About this task: Whenever a line in the records below contains "child", pick it out.

(Items from a data source)
______________________________
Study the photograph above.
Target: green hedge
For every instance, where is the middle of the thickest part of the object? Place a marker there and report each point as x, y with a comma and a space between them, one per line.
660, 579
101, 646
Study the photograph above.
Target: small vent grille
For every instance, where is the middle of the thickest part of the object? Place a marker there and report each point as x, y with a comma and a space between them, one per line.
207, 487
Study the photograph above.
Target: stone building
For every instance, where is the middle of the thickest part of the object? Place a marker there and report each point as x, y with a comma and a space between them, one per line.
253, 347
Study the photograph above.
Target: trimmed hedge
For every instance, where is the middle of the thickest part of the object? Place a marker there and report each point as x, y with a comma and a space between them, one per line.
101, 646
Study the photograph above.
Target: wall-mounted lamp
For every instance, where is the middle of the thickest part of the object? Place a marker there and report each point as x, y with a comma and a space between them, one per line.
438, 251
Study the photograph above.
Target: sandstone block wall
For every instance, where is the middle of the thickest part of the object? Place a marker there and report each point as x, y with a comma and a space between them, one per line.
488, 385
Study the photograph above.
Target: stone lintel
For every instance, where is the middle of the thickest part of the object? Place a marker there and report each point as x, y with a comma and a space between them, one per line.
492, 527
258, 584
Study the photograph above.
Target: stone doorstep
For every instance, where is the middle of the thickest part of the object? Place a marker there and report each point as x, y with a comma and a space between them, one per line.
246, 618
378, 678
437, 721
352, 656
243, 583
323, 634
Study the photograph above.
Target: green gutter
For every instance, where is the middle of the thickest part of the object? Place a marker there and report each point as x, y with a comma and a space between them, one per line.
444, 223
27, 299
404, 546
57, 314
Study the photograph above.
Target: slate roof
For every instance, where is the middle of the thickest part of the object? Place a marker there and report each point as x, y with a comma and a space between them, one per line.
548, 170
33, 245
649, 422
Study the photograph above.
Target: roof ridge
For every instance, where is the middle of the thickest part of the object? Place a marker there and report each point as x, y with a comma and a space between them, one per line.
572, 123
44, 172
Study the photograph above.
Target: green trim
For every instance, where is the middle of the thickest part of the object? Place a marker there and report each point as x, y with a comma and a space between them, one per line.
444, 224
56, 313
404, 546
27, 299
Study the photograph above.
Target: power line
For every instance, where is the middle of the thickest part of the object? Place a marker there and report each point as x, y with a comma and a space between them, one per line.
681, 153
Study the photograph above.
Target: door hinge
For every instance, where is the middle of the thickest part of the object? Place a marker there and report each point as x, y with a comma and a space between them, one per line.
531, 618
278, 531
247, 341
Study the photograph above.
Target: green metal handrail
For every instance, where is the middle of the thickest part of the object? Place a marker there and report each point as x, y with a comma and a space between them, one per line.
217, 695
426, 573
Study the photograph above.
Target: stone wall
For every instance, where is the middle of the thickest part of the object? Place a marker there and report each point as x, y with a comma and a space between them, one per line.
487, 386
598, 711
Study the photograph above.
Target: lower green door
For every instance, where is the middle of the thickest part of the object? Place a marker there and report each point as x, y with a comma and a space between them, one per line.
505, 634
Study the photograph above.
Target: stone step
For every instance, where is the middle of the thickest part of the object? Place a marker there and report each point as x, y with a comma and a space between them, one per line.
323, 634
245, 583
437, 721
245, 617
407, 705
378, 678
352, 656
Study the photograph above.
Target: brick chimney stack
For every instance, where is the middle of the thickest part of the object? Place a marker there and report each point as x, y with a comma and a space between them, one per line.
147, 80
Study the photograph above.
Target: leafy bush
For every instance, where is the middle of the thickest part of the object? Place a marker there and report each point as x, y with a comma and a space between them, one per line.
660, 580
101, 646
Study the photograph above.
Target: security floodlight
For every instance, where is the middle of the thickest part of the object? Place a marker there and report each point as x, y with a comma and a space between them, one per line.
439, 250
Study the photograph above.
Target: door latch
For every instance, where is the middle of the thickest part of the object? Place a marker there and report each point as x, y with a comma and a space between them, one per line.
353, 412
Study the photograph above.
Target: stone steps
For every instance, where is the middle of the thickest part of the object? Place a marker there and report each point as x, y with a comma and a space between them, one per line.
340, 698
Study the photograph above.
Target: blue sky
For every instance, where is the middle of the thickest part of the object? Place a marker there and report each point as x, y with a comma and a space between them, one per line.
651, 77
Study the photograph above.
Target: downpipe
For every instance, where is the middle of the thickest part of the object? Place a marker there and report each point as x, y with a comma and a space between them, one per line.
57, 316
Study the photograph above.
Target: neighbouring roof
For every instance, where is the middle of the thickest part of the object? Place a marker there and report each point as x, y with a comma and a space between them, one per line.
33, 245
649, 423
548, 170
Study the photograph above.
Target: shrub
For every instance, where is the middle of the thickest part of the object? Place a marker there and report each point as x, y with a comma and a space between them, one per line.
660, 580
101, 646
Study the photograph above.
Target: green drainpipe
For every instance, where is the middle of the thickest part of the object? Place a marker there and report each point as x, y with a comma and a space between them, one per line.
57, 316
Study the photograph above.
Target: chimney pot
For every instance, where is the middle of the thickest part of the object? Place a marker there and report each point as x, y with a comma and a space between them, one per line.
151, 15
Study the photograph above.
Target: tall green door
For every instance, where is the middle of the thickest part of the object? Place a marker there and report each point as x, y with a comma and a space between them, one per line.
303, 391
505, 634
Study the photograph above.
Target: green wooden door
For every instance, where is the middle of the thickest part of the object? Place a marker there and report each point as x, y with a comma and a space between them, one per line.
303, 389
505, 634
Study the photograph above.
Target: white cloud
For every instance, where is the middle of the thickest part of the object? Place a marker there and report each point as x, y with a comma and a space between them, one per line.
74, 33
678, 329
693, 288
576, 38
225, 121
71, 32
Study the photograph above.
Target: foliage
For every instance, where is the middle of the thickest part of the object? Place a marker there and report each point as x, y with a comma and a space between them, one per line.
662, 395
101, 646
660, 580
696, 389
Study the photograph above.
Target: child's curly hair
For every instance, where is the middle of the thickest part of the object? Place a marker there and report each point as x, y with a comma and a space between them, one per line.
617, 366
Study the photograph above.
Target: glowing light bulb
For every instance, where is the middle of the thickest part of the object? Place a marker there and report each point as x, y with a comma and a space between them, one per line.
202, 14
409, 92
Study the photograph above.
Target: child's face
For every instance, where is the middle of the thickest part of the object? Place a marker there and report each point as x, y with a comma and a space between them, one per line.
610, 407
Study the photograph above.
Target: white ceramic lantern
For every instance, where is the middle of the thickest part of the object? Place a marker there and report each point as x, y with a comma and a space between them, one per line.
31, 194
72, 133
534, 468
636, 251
______________________________
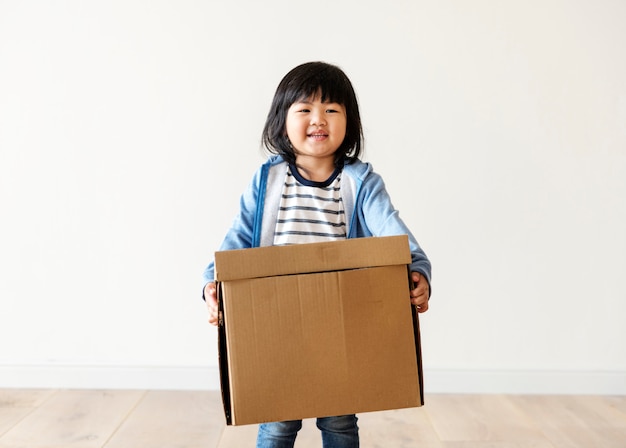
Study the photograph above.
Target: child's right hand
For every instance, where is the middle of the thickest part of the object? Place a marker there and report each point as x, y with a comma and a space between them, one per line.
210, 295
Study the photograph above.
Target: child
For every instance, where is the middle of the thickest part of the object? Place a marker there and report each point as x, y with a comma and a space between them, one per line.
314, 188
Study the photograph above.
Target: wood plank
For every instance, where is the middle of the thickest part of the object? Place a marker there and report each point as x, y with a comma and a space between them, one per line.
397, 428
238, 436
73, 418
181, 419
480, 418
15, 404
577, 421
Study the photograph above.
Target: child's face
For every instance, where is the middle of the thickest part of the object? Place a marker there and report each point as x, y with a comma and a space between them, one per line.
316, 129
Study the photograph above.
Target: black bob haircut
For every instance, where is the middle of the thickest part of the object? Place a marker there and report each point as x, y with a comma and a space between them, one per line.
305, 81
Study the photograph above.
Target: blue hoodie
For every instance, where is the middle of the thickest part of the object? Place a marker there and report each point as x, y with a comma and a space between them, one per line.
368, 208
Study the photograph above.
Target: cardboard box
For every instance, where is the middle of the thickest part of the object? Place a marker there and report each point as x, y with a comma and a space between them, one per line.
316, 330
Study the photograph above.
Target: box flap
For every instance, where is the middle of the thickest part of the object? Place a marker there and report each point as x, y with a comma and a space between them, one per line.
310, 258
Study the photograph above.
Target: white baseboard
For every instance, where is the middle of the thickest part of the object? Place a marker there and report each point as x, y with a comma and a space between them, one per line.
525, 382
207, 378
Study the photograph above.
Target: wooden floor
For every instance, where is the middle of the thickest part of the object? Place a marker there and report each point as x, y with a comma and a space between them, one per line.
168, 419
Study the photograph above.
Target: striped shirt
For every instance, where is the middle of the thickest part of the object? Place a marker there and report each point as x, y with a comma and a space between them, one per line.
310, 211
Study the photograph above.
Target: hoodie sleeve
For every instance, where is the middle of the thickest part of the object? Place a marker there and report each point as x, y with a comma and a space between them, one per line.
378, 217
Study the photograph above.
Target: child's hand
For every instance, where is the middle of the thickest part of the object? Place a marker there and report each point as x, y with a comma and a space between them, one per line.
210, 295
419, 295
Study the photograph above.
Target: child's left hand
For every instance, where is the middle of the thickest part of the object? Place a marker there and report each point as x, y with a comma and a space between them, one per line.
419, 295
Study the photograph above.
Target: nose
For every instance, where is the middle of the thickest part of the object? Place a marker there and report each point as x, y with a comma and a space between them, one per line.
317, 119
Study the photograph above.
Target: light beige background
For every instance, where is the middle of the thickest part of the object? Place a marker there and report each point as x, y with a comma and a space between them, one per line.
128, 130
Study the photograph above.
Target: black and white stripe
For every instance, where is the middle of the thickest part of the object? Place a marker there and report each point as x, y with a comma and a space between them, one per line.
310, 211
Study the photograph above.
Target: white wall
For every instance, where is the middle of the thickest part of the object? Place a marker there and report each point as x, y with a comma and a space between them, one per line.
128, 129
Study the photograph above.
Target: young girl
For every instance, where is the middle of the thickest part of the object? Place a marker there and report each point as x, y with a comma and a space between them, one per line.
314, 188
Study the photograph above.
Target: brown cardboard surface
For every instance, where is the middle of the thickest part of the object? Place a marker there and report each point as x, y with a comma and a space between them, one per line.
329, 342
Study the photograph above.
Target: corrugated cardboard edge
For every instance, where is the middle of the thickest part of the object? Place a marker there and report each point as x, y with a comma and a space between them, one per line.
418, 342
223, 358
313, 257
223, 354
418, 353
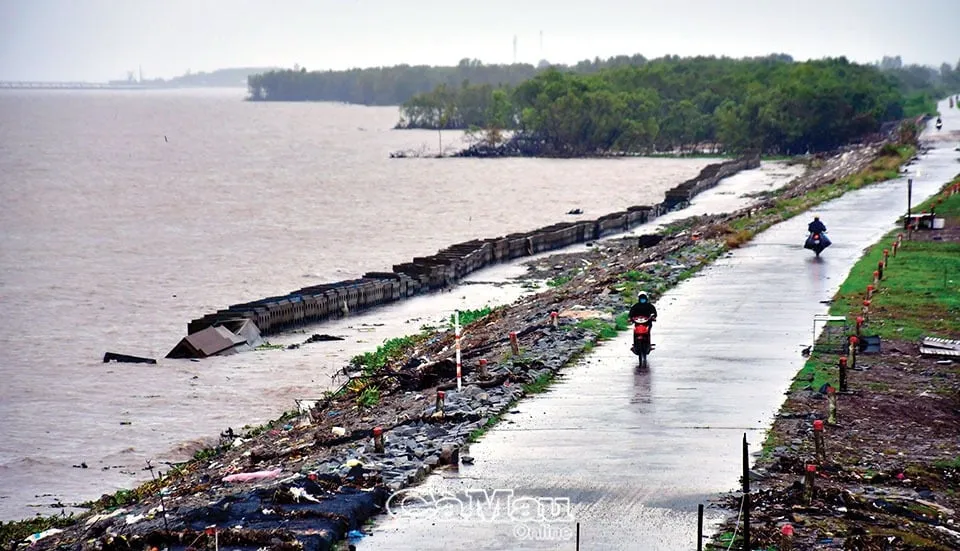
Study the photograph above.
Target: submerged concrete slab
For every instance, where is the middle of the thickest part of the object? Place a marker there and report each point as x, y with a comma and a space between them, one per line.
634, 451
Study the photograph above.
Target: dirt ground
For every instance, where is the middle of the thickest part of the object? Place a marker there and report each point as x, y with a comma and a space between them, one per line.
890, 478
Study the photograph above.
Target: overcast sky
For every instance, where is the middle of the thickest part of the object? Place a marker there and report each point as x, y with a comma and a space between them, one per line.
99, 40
______________________________
Solution for this task:
Target: child's curly hair
Target: child's face
Target: child's right hand
Target: child
Target: child's face
Target: child's hand
Target: child's left hand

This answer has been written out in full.